* [Task statement]
Reproduce every line of the listing below, changing nothing.

* [Records for processing]
==*==
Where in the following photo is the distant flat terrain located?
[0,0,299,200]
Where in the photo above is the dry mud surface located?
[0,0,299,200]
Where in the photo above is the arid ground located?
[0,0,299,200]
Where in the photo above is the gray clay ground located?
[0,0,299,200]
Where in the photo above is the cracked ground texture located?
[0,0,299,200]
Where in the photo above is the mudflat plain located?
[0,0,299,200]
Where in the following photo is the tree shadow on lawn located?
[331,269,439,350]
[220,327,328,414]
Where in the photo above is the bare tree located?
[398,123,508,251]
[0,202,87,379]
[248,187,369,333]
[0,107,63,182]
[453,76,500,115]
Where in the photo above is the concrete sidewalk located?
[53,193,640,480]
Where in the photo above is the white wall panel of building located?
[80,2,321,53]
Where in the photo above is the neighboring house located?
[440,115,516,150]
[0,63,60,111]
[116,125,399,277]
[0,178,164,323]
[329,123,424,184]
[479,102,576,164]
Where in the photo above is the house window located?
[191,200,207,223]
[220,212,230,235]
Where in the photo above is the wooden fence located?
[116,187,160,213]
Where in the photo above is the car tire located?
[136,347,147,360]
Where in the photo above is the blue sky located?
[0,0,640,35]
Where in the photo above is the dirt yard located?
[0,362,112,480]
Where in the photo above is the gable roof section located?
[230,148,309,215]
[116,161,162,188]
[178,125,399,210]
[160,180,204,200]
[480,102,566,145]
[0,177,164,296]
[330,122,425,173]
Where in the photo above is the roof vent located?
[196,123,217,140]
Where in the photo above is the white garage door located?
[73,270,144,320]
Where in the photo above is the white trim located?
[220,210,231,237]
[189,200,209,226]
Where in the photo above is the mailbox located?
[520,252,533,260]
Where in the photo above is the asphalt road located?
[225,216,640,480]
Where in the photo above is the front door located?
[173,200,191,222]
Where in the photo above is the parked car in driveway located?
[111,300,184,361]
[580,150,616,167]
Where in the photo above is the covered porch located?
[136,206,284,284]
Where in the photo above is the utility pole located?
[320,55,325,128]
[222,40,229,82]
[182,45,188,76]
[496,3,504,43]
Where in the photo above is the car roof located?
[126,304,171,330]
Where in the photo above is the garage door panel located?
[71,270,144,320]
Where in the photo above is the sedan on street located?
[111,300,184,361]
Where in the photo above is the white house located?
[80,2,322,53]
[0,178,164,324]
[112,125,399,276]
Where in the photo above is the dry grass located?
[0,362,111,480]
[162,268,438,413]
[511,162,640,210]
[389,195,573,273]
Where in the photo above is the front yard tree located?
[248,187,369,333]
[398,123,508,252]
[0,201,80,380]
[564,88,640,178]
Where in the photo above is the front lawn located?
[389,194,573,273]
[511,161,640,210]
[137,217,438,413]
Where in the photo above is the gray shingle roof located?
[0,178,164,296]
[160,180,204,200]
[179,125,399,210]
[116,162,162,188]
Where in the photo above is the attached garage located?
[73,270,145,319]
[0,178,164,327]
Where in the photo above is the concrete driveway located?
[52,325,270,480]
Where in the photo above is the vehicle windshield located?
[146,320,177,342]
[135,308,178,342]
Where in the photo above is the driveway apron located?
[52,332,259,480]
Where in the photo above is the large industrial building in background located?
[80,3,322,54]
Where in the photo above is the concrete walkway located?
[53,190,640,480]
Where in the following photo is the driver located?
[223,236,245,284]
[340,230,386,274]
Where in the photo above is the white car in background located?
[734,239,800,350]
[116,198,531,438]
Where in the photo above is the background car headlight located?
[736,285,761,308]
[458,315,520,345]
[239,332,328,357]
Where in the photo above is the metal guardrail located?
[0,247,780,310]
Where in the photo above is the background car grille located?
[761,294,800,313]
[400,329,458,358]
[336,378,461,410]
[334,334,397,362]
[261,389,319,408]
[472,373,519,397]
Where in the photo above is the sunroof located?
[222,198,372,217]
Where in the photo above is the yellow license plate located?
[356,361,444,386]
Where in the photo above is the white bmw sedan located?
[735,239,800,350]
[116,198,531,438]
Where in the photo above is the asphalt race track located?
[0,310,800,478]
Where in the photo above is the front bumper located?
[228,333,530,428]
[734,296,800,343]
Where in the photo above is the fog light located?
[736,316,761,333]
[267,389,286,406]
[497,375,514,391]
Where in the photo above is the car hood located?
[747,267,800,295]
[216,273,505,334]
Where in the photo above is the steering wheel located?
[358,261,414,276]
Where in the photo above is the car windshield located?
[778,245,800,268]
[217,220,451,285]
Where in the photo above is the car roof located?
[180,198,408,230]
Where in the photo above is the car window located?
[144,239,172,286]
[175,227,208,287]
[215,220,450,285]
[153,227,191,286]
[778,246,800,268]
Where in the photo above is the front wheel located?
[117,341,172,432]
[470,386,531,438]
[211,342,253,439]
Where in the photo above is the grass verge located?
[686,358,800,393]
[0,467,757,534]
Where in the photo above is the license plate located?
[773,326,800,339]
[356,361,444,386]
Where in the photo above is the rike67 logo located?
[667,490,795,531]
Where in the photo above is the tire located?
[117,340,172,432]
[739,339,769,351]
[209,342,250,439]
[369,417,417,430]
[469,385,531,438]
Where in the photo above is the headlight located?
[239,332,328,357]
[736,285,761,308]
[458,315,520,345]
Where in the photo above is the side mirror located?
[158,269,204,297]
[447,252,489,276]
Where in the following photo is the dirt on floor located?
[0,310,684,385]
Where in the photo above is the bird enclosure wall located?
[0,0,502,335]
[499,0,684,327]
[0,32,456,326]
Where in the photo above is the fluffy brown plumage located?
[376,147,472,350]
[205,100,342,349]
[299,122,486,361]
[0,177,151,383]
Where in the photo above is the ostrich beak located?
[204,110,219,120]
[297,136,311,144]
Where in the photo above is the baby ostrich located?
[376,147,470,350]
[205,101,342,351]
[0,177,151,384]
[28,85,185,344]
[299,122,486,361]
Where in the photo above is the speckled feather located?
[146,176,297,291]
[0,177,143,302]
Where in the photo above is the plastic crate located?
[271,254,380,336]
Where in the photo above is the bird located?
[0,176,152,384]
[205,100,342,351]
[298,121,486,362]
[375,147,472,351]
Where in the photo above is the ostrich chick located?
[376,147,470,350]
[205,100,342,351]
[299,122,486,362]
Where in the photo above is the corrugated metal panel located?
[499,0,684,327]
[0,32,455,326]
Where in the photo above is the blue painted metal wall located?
==*==
* [Response to this exercise]
Where in the following photo is the distant flat terrain located?
[0,0,299,200]
Where in the photo above is the dry mud surface located?
[0,0,299,200]
Where in the photo above is the arid ground located?
[0,0,299,200]
Where in the photo above is the gray clay ground located?
[0,0,299,200]
Where in the photo above is the cracked ground texture located?
[0,0,299,200]
Where in the photo above is the mudflat plain located?
[0,0,299,200]
Where in the following photo is the tree shadow on lawn located?
[331,269,439,350]
[220,327,328,414]
Where in the photo above is the bare tree located?
[398,123,508,251]
[0,202,87,379]
[248,187,369,333]
[0,107,63,182]
[453,76,500,115]
Where in the photo above is the concrete sidewalk located?
[53,193,640,480]
Where in the photo above is the white wall panel of building located?
[80,2,321,53]
Where in the photo above is the neighboring house located?
[440,115,516,150]
[0,63,60,111]
[116,125,399,277]
[0,178,164,323]
[329,123,424,184]
[479,102,576,164]
Where in the photo above is the house window located?
[191,200,207,223]
[220,212,230,235]
Where in the photo above is the wooden fence located?
[116,187,160,213]
Where in the photo above is the car tire located?
[136,347,147,360]
Where in the photo above is the blue sky located?
[0,0,640,35]
Where in the photo above is the dirt yard located?
[0,362,112,480]
Where in the photo above is the gable roof section located?
[230,148,309,215]
[116,161,162,188]
[178,125,399,210]
[160,180,204,200]
[480,102,566,145]
[0,177,164,296]
[330,122,425,173]
Where in the photo above is the roof vent located?
[196,123,217,140]
Where in the photo above is the white garage door located?
[73,270,144,320]
Where in the photo above is the white trim located?
[220,210,231,237]
[189,200,209,226]
Where in the photo above is the mailbox located?
[520,252,533,260]
Where in the photo above is the asphalt road located?
[225,216,640,480]
Where in the photo above is the front door located?
[173,200,191,222]
Where in the photo above is the parked car in driveway located?
[111,300,184,361]
[580,150,616,167]
Where in the photo above is the covered porch located?
[136,206,284,284]
Where in the photo above is the utility pole located?
[320,55,325,128]
[222,40,229,82]
[182,45,188,76]
[496,3,504,43]
Where in the photo above is the car roof located?
[126,304,171,330]
Where in the photo above is the garage door panel located?
[71,270,144,320]
Where in the photo above is the sedan on street located?
[111,300,184,361]
Where in the photo above is the white house located?
[80,2,322,53]
[0,178,164,324]
[112,125,399,276]
Where in the photo above is the dry grass located?
[0,362,111,480]
[162,268,438,413]
[511,162,640,210]
[389,195,573,273]
Where in the photo above is the front yard tree located?
[248,187,369,333]
[398,123,508,252]
[0,201,80,380]
[564,88,640,178]
Where in the photo above is the front lawn located?
[389,194,573,273]
[511,161,640,210]
[137,217,438,413]
Where in the photo above is the gray shingle roof located?
[0,178,164,296]
[160,180,204,200]
[179,125,399,210]
[116,162,162,188]
Where in the photo above is the attached garage located?
[73,270,145,319]
[0,178,164,327]
Where in the photo above is the concrete driveway located?
[52,325,270,480]
Where in the photo above is the vehicle windshield located?
[146,320,177,342]
[135,308,178,342]
Where in the photo above is the driveway apron located?
[52,332,259,480]
Where in the photo above is the large industrial building in background located?
[80,3,322,54]
Where in the photo above is the concrete walkway located?
[53,190,640,480]
Where in the following photo is the driver located?
[223,236,245,284]
[340,230,386,274]
Where in the photo above is the white car in background located?
[734,239,800,350]
[116,198,531,438]
Where in the photo above is the background car headlight located?
[736,285,761,308]
[458,315,520,345]
[239,332,328,357]
Where in the photo above is the metal guardrail located?
[0,247,780,310]
Where in the photo above is the background car grille located?
[761,294,800,313]
[400,329,458,358]
[336,378,461,410]
[334,334,397,362]
[261,389,319,408]
[472,373,519,397]
Where in the photo above is the sunroof located?
[222,198,372,217]
Where in the photo above is the yellow license plate located?
[356,361,444,386]
Where in the photo above is the white bmw sedan located?
[735,239,800,350]
[116,198,531,438]
Where in the photo above is the asphalt race track located?
[0,310,800,478]
Where in the photo above is the front bumper located?
[228,333,530,428]
[734,296,800,343]
Where in the photo above is the fog light located?
[736,316,761,333]
[267,389,286,406]
[497,375,514,391]
Where in the photo above is the car hood located?
[747,267,800,295]
[216,273,505,334]
Where in the photo above is the steering wheel located?
[358,261,414,276]
Where in the photo above is the car windshield located?
[778,245,800,268]
[217,220,451,285]
Where in the photo above is the car roof located?
[180,198,408,230]
Where in the photo above is the car window located?
[144,239,172,286]
[175,227,208,287]
[215,220,450,285]
[153,227,191,286]
[778,246,800,268]
Where in the photo above is the front wheel located?
[117,341,172,432]
[470,386,531,438]
[211,342,253,439]
Where in the photo above is the grass verge located?
[686,358,800,393]
[0,467,757,534]
Where in the photo above is the license plate located?
[773,326,800,339]
[356,361,444,386]
Where in the photo above is the rike67 logo located?
[667,490,795,531]
Where in the photo above is the tire located?
[117,340,172,432]
[739,339,769,351]
[209,342,250,439]
[369,417,417,430]
[469,385,531,438]
Where in the photo above is the headlight located?
[239,332,328,357]
[736,285,761,308]
[458,315,520,345]
Where in the photo above is the side mirror located?
[158,269,204,297]
[447,252,489,276]
Where in the following photo is the dirt on floor located?
[0,310,684,385]
Where in the photo above is the bird enclosure wall located?
[0,0,502,335]
[499,0,684,327]
[0,32,456,326]
Where in the photo above is the fluffy brown plumage located?
[376,147,472,350]
[205,100,342,349]
[299,122,486,361]
[0,177,151,383]
Where in the photo above is the ostrich beak located?
[204,110,219,120]
[297,136,311,144]
Where in the photo above is the baby ostrich located?
[376,147,470,350]
[205,101,342,351]
[0,177,151,384]
[28,85,185,344]
[299,122,486,361]
Where in the photo above is the speckled feather located?
[146,176,297,291]
[0,177,143,302]
Where in the photo above is the plastic crate located?
[271,254,380,336]
Where in the photo above is the bird located?
[0,176,152,384]
[205,100,342,351]
[298,121,486,362]
[375,147,472,351]
Where in the photo above is the ostrich chick located?
[376,147,470,350]
[205,100,342,351]
[299,122,486,362]
Where in the photo above is the corrugated metal panel located?
[499,0,684,327]
[0,32,455,326]
Where in the photo above is the blue painted metal wall located?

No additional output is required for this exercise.